TASK STATEMENT
Using the material below, copy every line where "black" appears.

RECORDS PROVIDED
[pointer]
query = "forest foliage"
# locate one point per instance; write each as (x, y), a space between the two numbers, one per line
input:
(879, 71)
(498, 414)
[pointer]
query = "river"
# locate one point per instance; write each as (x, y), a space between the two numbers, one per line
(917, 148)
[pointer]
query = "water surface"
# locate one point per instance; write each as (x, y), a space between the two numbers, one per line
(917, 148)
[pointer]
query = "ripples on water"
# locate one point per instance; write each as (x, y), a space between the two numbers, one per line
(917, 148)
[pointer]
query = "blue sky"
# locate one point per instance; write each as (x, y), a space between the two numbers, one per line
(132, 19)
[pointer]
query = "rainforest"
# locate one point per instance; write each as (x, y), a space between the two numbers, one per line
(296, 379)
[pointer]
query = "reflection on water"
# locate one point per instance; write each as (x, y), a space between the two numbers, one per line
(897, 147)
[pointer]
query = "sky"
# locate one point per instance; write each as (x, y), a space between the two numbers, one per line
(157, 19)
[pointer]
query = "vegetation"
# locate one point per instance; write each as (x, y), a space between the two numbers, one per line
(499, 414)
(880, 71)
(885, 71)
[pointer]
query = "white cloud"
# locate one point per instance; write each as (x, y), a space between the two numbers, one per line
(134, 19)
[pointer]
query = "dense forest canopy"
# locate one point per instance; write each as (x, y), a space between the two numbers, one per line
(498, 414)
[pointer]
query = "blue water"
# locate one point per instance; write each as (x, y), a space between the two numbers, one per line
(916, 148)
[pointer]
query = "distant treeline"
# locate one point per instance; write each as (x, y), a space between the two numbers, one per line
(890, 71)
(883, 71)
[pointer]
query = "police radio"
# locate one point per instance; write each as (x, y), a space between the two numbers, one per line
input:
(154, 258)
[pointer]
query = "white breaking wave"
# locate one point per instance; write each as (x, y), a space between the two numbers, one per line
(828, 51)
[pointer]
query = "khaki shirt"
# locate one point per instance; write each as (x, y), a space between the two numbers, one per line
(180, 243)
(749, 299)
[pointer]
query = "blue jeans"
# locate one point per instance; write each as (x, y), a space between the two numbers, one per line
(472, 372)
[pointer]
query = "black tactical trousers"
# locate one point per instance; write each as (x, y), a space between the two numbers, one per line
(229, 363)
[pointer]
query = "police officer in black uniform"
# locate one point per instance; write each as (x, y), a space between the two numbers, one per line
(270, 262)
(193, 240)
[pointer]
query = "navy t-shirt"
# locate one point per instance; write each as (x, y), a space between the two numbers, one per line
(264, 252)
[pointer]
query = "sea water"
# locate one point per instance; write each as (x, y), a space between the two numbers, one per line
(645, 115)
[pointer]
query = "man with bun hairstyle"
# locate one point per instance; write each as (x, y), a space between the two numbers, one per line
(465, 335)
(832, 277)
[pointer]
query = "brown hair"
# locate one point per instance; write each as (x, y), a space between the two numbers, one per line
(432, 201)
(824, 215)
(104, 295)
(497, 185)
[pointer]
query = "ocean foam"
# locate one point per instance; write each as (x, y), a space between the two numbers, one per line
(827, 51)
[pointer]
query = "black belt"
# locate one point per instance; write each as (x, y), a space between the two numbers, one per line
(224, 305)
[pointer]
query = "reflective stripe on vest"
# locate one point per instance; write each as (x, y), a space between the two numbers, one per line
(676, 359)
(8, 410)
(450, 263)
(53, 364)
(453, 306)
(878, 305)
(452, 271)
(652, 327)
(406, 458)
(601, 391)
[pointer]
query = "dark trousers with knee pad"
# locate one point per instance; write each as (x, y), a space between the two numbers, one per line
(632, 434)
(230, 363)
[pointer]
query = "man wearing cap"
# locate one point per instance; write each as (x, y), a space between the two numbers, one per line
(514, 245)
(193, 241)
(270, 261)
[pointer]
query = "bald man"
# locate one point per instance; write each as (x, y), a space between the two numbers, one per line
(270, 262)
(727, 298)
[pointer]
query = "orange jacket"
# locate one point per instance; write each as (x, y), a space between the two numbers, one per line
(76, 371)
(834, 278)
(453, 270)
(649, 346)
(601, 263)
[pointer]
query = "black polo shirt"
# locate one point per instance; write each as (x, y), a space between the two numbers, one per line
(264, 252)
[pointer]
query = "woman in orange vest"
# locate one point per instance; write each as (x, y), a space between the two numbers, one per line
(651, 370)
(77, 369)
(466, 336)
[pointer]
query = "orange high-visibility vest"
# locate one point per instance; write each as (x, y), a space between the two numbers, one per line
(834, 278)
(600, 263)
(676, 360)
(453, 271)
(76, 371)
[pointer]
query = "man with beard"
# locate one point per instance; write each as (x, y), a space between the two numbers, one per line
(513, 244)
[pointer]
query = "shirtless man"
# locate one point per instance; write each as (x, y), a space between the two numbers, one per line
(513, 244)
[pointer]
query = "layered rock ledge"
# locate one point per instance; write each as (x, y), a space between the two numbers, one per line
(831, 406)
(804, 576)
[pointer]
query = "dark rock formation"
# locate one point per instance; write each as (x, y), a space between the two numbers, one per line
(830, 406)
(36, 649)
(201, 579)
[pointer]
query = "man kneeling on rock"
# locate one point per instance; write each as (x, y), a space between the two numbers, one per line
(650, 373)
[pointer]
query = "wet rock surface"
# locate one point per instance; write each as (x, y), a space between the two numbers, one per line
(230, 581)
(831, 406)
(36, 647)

RESULT
query = "black tactical trousers"
query = "police officer in black uniform"
query = "black belt"
query = "black polo shirt"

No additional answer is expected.